■ Exercise goal ■
Copy out every line from the one containing "target | plaid shorts" down to the end of the data, keeping each character unchanged.

(Point annotation records)
------------------------------------

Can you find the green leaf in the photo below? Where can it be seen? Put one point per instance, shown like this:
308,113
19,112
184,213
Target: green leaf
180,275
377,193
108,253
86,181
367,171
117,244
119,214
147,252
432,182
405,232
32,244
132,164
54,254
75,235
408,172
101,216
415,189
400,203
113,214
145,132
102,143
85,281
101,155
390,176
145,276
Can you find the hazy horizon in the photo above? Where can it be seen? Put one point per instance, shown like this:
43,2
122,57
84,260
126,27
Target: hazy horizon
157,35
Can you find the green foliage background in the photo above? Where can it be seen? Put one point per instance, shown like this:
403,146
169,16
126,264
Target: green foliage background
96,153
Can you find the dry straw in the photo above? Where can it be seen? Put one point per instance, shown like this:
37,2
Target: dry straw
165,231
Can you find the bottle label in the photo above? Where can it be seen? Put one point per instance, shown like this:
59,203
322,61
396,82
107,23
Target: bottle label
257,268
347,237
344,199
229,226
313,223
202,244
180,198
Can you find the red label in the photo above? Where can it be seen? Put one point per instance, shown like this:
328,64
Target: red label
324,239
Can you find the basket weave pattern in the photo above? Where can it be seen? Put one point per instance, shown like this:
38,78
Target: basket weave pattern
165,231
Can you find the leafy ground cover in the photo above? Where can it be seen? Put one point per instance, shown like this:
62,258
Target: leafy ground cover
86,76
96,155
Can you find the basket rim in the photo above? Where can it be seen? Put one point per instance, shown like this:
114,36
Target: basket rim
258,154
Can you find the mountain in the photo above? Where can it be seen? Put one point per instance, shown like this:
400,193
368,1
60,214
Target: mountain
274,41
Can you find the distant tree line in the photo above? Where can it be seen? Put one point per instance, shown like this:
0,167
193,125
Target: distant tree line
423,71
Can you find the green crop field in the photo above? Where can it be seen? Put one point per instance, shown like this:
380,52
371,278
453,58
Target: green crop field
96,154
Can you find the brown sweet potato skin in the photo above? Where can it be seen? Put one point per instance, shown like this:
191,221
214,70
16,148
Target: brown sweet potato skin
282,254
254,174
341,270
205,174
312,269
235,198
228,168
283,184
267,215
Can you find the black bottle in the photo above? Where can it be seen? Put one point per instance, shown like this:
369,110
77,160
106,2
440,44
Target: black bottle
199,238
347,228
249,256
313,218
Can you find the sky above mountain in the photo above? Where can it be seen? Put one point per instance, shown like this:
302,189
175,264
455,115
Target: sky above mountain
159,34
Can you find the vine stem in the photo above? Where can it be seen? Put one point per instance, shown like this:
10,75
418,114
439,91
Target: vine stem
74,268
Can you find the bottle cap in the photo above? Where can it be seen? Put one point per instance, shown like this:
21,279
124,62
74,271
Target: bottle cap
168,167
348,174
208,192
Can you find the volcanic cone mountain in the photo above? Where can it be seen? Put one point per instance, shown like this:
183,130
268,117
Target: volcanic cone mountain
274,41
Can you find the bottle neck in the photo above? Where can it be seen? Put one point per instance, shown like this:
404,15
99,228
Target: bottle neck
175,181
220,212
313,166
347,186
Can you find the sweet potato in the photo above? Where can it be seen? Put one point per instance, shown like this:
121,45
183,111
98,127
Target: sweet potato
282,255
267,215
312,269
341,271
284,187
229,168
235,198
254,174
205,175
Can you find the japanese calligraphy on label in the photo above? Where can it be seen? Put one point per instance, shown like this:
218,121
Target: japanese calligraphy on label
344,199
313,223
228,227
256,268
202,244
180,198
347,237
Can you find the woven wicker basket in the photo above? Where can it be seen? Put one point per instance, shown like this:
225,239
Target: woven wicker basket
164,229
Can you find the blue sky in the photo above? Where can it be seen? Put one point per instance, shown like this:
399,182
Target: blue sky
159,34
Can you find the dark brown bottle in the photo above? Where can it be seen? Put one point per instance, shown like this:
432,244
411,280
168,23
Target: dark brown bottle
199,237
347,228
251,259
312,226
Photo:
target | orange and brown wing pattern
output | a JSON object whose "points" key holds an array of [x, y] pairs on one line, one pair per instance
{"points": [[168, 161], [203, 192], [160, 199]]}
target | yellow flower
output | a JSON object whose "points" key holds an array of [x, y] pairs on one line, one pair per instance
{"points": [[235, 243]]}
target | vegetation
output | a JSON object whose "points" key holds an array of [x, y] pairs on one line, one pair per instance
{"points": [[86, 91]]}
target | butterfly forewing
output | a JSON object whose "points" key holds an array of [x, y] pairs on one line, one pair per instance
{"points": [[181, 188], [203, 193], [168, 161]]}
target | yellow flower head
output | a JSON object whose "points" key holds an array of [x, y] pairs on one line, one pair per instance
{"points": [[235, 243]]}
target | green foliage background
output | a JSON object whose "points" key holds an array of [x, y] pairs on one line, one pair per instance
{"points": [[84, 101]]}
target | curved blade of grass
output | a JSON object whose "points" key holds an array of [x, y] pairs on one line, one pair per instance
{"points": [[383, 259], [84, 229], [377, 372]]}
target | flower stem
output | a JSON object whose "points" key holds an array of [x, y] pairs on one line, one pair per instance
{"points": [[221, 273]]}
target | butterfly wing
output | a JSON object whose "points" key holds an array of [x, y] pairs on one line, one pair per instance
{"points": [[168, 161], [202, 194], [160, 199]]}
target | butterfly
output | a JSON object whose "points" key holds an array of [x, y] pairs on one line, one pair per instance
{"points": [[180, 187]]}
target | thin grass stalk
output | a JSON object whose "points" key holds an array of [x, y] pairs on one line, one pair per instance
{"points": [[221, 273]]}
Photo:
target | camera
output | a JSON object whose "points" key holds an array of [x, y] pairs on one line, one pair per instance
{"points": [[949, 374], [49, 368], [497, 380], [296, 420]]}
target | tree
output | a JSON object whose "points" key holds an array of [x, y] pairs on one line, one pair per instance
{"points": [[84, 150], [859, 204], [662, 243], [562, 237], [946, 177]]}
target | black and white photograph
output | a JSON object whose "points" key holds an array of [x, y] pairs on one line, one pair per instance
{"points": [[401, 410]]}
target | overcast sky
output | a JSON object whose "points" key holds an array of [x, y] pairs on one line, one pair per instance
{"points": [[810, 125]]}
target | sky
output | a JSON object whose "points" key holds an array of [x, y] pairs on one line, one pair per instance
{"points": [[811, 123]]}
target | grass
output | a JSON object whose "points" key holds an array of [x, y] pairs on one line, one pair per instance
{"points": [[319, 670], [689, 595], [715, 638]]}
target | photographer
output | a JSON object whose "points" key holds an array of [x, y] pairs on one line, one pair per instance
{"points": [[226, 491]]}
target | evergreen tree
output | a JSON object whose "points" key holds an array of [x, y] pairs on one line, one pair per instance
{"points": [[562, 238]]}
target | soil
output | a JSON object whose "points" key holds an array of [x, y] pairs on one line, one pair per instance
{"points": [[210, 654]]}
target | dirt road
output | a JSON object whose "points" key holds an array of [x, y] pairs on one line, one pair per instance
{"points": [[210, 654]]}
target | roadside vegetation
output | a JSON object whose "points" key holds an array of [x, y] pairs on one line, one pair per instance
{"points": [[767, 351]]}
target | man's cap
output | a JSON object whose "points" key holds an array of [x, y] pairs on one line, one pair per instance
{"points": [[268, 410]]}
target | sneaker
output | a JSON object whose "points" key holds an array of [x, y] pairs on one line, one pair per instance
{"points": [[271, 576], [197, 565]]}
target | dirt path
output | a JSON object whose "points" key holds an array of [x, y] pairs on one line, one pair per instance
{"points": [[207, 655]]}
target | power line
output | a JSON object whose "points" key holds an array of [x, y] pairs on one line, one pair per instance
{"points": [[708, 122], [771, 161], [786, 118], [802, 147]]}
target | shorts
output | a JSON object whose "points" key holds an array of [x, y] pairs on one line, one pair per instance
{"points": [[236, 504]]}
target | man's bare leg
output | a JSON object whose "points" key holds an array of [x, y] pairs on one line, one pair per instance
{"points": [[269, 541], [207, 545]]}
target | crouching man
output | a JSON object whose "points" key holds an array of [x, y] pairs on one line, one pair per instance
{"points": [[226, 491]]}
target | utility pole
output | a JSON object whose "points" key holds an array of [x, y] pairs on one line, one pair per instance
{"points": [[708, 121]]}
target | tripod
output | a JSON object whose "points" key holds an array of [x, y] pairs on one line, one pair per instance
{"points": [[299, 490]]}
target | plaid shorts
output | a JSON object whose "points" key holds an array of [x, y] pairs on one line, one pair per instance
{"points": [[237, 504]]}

------------------------------------

■ The result ■
target | plaid shorts
output | a JSON object whose "points" key holds an array of [x, y] pairs on one line, one pair per instance
{"points": [[237, 504]]}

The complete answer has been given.